Aim of the exercise. Reproduce the entries below, replacing every occurrence of "even-odd rule" with "odd-even rule" and leaving everything else unchanged. Omit the pictures from the reproduced text.

Data for this exercise.
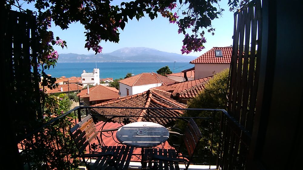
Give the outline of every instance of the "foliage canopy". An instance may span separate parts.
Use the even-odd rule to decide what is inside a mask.
[[[226,69],[215,74],[205,85],[205,89],[199,95],[188,102],[188,108],[227,109],[227,86],[229,69]],[[202,138],[200,143],[199,152],[212,155],[215,158],[218,154],[218,144],[220,136],[221,112],[187,111],[184,117],[213,117],[213,119],[197,119],[195,121],[201,128]],[[181,127],[185,125],[181,125]],[[181,128],[180,127],[180,128]],[[213,131],[212,130],[213,130]],[[212,134],[213,132],[213,136]],[[213,138],[212,138],[213,137]],[[212,145],[211,139],[212,139]],[[212,151],[211,152],[211,147]],[[202,162],[208,161],[202,160]],[[214,161],[214,160],[213,160]],[[215,162],[212,162],[215,163]]]
[[[168,66],[163,67],[160,68],[157,71],[157,73],[166,77],[167,77],[167,75],[171,74],[172,72],[170,70],[169,67]]]

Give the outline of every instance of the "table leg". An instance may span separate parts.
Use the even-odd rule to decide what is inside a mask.
[[[141,148],[141,165],[143,165],[143,156],[144,155],[144,148]]]

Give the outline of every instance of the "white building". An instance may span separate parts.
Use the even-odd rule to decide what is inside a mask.
[[[195,64],[195,79],[213,75],[229,68],[232,47],[214,47],[191,61]]]
[[[94,85],[100,84],[100,73],[99,69],[94,69],[93,72],[86,72],[83,70],[81,74],[81,78],[83,86],[87,85]]]
[[[176,81],[154,72],[143,73],[119,81],[120,96],[135,95]]]

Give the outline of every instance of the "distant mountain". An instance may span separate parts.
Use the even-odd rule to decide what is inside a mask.
[[[96,55],[61,54],[58,63],[112,62],[188,62],[198,56],[183,56],[144,47],[125,47]]]

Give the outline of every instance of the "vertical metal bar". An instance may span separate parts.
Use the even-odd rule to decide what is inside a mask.
[[[86,110],[86,115],[87,115],[87,109]],[[80,110],[80,108],[78,108],[77,109],[77,113],[78,114],[78,122],[79,122],[81,121],[81,111]]]
[[[211,142],[210,145],[210,156],[209,157],[209,169],[210,169],[210,165],[211,163],[211,157],[212,155],[212,143],[214,139],[214,129],[215,128],[215,114],[213,112],[212,113],[212,126],[211,127]]]

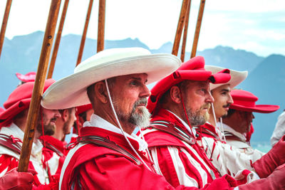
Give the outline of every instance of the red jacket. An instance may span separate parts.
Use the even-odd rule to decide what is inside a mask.
[[[187,134],[190,139],[195,139],[187,131],[180,120],[166,110],[160,110],[151,120],[154,123],[158,121],[173,124],[184,134]],[[197,142],[187,144],[170,133],[151,127],[142,133],[155,164],[172,185],[178,186],[184,184],[199,189],[211,189],[212,185],[218,183],[222,188],[229,188],[230,184],[227,181],[217,182],[221,180],[219,172]],[[232,185],[234,186],[236,184],[233,183]]]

Response for this exercise.
Give the outline of every instance of the "foliage canopy". An instance may span separate parts.
Use the odd-even rule to decide what is inside a mask.
[[[226,69],[215,74],[205,85],[205,89],[199,95],[188,102],[188,108],[227,109],[227,86],[229,69]],[[202,138],[200,143],[199,152],[212,155],[215,158],[218,154],[218,144],[220,136],[221,112],[187,111],[184,117],[213,117],[213,119],[197,119],[195,121],[201,128]],[[181,127],[185,125],[181,125]],[[181,128],[180,127],[180,128]],[[213,131],[212,130],[213,130]],[[212,134],[213,132],[213,136]],[[213,138],[212,138],[213,137]],[[212,145],[211,139],[212,139]],[[212,151],[211,152],[211,147]],[[202,162],[208,161],[202,160]],[[214,161],[214,160],[213,160]],[[215,162],[212,162],[215,163]]]
[[[168,66],[163,67],[160,68],[157,71],[157,73],[166,77],[167,77],[167,75],[171,74],[172,72],[170,70],[169,67]]]

Give the outline of every instance of the "table leg". An instance may span separate parts.
Use the odd-even rule to decide what is inside a mask.
[[[141,148],[141,165],[143,165],[143,156],[144,155],[144,148]]]

Give the outline of every instance of the "white building". An instance may span separate parts.
Use the odd-even rule to decide what is inside a mask.
[[[195,64],[195,79],[213,75],[229,68],[232,47],[214,47],[191,61]]]
[[[94,85],[100,84],[100,73],[99,69],[94,69],[93,72],[86,72],[83,70],[81,74],[81,78],[83,86],[87,85]]]
[[[176,81],[154,72],[143,73],[119,81],[120,96],[135,95]]]

Give the outline of every instance of the "distant mountain". An instance may span separate parts.
Use the odd-even rule to decide what is inside a mask.
[[[96,55],[61,54],[58,63],[112,62],[188,62],[198,56],[183,56],[144,47],[125,47]]]

Give the outline of every instance of the "vertical metal bar". An instance may span separate parts.
Use the odd-even rule to decide what is inside a mask.
[[[86,110],[86,115],[87,115],[87,109]],[[80,110],[80,108],[78,108],[77,109],[77,113],[78,114],[78,122],[79,122],[81,121],[81,111]]]
[[[211,142],[210,145],[210,156],[209,157],[209,169],[210,169],[210,165],[211,163],[211,157],[212,155],[212,143],[214,139],[214,129],[215,128],[215,114],[213,112],[212,113],[212,126],[211,127]]]

Give the outline of every instance of the red jacket. An instance may span separate parts.
Use the odd-even rule to decide what is inside a mask.
[[[187,134],[190,139],[195,139],[187,131],[180,120],[166,110],[160,110],[151,120],[154,123],[158,121],[173,124],[184,134]],[[197,142],[187,144],[170,133],[151,127],[142,133],[155,164],[172,185],[178,186],[184,184],[199,189],[211,189],[212,185],[218,183],[222,188],[229,188],[230,184],[227,181],[217,182],[221,180],[219,172]],[[232,185],[234,186],[236,184],[233,183]]]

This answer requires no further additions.